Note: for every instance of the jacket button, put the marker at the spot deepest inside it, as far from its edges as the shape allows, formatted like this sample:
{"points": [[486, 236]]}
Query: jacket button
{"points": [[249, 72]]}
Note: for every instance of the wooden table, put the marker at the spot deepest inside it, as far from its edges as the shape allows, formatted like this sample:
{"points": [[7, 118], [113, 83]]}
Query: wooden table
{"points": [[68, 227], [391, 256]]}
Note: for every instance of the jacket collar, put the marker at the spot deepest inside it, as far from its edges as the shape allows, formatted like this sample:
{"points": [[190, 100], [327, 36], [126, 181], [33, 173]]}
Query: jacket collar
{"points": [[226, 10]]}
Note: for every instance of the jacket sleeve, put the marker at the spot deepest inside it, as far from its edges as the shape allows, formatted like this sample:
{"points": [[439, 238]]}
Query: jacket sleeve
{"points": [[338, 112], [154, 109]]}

### EXERCISE DIRECTIONS
Reformat the material above as a numbered list, with one line per item and no blank lines.

### RESPONSE FOR THIS EXERCISE
1. Note: for every instance of the jacket button, put the marker at the spot deepest inside it, as far from its edges as the shape allows, formatted like this sample:
2. {"points": [[486, 236]]}
3. Query: jacket button
4. {"points": [[249, 72]]}
5. Note: for every instance of the wooden table, put the marker at the spot deepest inside it, as far from its edges as the shape allows, formatted like this sample:
6. {"points": [[7, 118], [113, 83]]}
7. Query: wooden table
8. {"points": [[68, 227], [391, 256]]}
9. Note: for every instance of the jacket collar, put the marker at the spot deepest inside it, as far from its edges as the shape allows, formatted like this sample:
10. {"points": [[190, 100], [327, 36], [126, 181], [33, 173]]}
11. Query: jacket collar
12. {"points": [[226, 10]]}
13. Note: for every instance of the jacket sleeve, put the marker at the spot deepest inside it, as far from its edges as the shape allows, formatted like this sample:
14. {"points": [[439, 238]]}
15. Query: jacket sleeve
16. {"points": [[338, 112], [154, 109]]}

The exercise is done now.